▶ Required task
Count the lines in the items below that contain the string "black", treating case as significant, and reply with the number only.

[Excerpts from location labeling data]
* * *

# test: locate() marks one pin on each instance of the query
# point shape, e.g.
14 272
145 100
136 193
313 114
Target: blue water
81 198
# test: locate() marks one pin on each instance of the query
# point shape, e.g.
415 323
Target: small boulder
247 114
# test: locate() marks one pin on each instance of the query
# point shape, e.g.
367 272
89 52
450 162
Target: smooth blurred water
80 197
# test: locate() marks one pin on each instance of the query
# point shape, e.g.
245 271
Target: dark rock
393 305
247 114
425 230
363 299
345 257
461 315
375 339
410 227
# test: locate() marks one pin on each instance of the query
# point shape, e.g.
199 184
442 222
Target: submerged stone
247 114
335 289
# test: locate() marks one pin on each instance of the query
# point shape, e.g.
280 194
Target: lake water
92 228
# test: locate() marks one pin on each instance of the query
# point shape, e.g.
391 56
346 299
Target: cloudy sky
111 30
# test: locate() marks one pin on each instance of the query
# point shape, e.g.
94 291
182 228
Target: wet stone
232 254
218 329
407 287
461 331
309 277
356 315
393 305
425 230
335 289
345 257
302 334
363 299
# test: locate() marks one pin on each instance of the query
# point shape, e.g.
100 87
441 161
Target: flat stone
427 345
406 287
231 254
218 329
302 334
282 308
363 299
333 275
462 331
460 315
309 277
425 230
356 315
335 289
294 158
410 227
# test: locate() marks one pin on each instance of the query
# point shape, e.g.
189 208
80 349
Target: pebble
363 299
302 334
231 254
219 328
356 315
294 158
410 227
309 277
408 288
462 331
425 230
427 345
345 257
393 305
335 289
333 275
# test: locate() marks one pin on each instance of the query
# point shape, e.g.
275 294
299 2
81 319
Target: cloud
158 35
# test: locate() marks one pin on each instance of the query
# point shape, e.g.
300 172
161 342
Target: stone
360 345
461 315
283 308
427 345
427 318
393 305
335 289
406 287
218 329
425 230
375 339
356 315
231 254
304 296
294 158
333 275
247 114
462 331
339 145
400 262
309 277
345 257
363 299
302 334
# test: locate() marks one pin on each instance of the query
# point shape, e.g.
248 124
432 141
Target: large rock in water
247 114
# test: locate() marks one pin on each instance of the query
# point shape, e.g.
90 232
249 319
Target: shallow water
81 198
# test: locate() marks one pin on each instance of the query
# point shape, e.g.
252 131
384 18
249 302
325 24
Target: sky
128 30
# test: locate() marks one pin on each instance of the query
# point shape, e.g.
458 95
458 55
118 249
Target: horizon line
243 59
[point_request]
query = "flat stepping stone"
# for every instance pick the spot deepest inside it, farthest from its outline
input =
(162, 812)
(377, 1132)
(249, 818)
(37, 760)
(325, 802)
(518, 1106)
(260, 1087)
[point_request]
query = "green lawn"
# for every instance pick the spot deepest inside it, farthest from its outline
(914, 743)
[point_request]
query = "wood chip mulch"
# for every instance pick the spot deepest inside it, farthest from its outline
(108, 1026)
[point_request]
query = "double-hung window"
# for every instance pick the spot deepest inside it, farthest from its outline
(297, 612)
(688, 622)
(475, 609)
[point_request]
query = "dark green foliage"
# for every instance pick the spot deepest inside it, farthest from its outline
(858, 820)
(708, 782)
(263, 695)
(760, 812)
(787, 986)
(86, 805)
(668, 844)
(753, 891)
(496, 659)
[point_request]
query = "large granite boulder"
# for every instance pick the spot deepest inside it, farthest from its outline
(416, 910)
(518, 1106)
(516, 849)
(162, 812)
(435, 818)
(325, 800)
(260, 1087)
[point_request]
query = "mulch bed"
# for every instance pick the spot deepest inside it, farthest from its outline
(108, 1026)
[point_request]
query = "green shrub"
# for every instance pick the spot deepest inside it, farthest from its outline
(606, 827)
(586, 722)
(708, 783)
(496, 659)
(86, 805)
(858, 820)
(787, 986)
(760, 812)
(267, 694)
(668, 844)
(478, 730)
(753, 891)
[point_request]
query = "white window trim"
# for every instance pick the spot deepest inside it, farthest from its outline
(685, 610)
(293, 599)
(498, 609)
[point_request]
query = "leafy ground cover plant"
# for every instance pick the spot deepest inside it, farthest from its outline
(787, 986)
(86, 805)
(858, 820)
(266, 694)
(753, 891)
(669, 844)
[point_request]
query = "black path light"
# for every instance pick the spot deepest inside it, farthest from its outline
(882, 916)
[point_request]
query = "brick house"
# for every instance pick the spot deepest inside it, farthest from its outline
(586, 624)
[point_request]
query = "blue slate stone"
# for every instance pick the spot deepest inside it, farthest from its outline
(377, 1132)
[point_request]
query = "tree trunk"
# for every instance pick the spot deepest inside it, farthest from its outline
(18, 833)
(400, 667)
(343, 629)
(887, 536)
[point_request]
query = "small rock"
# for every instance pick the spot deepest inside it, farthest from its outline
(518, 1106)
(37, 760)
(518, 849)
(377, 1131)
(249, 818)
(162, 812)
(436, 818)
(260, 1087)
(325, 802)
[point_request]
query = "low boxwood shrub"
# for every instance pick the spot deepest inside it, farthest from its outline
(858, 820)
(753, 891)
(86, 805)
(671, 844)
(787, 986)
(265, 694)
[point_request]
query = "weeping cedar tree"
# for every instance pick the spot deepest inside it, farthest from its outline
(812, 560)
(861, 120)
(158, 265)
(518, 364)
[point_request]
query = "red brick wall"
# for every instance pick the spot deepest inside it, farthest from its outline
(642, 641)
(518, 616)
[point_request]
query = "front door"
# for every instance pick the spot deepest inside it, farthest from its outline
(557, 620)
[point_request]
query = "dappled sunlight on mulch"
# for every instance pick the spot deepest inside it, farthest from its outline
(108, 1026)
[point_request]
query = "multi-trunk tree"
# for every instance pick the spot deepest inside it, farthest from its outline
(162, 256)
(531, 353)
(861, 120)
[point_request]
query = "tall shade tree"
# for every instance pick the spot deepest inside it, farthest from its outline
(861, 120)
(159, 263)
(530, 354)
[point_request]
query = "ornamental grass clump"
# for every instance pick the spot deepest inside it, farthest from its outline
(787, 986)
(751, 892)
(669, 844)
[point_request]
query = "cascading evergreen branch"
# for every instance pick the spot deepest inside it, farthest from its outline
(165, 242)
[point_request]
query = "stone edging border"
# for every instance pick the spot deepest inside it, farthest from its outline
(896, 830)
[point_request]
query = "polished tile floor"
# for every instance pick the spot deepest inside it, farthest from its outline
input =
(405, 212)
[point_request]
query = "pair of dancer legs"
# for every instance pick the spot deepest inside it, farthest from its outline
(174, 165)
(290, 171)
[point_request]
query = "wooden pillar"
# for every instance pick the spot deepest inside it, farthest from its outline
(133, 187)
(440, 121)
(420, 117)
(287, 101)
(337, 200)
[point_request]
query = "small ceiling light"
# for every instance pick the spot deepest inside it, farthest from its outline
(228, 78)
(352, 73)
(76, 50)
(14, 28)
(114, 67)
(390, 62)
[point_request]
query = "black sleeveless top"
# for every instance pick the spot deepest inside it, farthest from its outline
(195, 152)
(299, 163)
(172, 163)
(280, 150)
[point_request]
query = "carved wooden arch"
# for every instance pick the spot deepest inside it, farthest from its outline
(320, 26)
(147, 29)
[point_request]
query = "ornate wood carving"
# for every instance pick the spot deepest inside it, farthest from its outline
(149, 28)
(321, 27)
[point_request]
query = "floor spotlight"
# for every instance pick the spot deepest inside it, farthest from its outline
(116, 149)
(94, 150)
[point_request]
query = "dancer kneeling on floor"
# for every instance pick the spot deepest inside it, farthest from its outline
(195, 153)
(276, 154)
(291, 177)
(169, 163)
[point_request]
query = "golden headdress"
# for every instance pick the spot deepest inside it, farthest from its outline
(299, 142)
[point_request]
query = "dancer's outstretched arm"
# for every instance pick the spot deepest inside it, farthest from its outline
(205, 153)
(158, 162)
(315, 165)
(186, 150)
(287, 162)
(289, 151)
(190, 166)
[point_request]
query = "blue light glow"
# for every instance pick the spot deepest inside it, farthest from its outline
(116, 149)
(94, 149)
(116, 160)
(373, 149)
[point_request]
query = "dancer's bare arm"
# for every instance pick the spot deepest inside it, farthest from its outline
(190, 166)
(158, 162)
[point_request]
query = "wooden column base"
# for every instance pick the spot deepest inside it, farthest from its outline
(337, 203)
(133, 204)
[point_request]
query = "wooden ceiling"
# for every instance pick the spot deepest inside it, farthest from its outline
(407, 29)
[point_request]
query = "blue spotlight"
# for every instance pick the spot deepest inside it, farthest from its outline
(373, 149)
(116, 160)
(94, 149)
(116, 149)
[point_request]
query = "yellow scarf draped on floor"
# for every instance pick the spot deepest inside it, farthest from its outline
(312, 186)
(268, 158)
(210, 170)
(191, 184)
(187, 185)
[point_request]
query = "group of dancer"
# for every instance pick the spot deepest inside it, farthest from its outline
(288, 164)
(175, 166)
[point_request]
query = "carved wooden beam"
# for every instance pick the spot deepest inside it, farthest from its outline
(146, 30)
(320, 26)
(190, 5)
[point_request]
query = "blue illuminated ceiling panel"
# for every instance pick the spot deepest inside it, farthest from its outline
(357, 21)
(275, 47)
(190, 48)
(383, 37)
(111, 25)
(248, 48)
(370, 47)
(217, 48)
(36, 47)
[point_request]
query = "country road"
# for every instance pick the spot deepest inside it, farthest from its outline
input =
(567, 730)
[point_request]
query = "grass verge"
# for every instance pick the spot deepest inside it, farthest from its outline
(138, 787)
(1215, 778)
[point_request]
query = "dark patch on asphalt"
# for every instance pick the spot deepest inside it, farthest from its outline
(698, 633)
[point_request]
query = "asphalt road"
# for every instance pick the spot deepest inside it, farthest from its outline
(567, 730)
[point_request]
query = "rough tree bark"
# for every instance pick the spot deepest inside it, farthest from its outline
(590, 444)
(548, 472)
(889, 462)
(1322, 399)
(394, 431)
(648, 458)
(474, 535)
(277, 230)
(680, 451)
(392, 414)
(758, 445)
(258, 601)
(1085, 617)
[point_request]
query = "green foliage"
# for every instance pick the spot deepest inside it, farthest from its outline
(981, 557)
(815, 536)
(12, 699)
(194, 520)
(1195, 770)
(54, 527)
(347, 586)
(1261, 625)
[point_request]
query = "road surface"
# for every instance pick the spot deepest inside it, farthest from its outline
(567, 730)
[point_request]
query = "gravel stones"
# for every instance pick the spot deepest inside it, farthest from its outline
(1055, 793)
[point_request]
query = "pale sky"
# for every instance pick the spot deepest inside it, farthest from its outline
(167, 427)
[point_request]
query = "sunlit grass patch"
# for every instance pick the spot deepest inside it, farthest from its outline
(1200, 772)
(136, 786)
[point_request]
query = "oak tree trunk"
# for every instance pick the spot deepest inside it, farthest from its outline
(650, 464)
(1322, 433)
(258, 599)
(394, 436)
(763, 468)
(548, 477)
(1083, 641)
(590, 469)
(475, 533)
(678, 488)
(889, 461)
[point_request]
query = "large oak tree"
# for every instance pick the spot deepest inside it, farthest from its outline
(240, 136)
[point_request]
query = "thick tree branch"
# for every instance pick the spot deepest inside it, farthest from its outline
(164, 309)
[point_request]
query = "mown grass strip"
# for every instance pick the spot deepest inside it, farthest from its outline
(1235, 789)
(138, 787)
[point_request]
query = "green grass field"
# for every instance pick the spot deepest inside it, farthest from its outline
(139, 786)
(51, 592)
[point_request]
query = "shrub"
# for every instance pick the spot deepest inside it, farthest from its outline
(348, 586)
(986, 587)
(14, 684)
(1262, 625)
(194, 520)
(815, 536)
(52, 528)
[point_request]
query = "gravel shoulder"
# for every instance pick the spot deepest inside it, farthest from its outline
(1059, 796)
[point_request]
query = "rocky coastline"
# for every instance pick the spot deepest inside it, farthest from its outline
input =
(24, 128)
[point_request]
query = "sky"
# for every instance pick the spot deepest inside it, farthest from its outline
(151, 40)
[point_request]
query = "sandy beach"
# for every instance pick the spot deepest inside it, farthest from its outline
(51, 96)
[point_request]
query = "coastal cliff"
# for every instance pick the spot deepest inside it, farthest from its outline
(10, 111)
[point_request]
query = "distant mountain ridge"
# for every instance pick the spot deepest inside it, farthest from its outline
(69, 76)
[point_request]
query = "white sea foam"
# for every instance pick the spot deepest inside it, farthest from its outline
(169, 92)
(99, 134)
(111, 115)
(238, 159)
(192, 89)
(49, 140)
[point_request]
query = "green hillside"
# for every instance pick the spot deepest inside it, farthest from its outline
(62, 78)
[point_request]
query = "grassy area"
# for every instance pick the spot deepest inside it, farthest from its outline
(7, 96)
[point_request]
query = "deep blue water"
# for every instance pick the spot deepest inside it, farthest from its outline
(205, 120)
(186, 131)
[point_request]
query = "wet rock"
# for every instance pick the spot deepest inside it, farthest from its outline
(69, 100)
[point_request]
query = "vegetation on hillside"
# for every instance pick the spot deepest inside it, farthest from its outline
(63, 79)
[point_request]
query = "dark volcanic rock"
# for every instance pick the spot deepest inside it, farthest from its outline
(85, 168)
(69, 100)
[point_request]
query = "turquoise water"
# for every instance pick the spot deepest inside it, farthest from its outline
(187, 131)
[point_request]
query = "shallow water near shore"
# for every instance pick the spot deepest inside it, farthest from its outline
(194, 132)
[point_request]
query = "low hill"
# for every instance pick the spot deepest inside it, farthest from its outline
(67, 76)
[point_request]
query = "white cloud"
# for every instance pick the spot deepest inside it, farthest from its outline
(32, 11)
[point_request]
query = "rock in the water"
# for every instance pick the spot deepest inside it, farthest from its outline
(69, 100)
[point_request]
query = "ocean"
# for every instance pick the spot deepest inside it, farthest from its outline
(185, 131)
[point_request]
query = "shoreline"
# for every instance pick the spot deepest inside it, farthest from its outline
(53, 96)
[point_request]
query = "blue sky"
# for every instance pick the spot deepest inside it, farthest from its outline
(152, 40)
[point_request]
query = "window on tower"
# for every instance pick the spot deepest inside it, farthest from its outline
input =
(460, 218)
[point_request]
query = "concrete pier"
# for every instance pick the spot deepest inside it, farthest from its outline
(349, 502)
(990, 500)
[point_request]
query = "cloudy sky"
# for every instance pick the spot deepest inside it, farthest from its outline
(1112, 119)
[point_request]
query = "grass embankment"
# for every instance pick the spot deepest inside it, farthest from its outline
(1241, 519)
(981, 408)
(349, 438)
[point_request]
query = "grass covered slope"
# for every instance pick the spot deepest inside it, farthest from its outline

* * *

▶ Answer to the problem
2